**** Excerpted data ****

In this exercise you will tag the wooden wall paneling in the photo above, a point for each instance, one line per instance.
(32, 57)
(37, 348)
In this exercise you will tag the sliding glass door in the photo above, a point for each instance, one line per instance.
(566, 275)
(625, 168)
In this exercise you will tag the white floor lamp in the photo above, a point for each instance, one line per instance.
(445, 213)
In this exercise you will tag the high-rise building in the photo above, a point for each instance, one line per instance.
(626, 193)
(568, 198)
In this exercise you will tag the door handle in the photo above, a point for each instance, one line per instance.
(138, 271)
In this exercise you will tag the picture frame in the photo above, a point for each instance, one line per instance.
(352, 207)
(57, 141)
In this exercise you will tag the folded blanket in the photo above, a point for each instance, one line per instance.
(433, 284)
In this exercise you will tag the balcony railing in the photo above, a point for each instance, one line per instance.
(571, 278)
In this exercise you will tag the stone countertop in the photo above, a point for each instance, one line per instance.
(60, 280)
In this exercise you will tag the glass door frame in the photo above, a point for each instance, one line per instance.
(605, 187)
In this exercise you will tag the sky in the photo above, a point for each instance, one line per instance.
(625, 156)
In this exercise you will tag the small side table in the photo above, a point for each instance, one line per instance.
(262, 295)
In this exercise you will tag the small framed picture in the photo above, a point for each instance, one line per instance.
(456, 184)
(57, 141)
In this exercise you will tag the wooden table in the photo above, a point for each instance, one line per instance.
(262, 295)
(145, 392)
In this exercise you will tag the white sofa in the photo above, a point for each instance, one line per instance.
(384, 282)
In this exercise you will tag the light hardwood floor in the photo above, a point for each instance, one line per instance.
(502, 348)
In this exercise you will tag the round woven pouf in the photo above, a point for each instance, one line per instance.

****

[Exercise] Every entry, from top to bottom, should be repeated word for word.

[Solution]
In this exercise you will tag the wooden wall paneling in the photo above, a point for each instance, one line per instance.
(32, 57)
(37, 348)
In this exercise you will tag the sliding glass door in the photo above, a point for each instance, one line per instance.
(566, 275)
(625, 168)
In this exercise you will tag the white floor lamp in the photo above, a point for each instance, one line per instance.
(445, 213)
In this exercise you will tag the high-rise building in the photo above, a point for each instance, one line per instance.
(626, 193)
(568, 198)
In this exercise you will tag the door handle in the photo above, a point for each instance, one line per instance.
(138, 271)
In this exercise you will tag the picture frame in the photo above, a point for each instance, one line per instance.
(352, 207)
(57, 141)
In this exercise you will tag the folded blanket in the photo above, a point for each instance, one line per instance.
(433, 284)
In this exercise you will tag the balcony railing in the photo above, a point for each instance, one line per instance.
(571, 278)
In this exercise you will tag the stone countertop in the photo above, a point for each instance, one line per instance.
(60, 280)
In this exercise you will tag the glass door frame in the photo above, a point for each instance, one line per instance.
(605, 187)
In this exercise you will tag the sky in the photo above, a point for each instance, one line per instance.
(625, 156)
In this exercise you will tag the small side table in the photo above, a point for each instance, one line per instance.
(262, 295)
In this exercise you will tag the small framed picture in the photo above, a point for each instance, one line per instance.
(456, 184)
(57, 141)
In this exercise you will tag the wooden table in the photo above, a point for each instance, one line per instance.
(262, 295)
(145, 392)
In this exercise you will tag the white sofa in the photo above, a point for each instance, one line per instance.
(384, 282)
In this exercise you will tag the light hardwood floor in the photo above, a point for each instance, one line per instance.
(502, 348)
In this exercise you will tag the round woven pouf in the photo above, a point for each instance, one line per instance.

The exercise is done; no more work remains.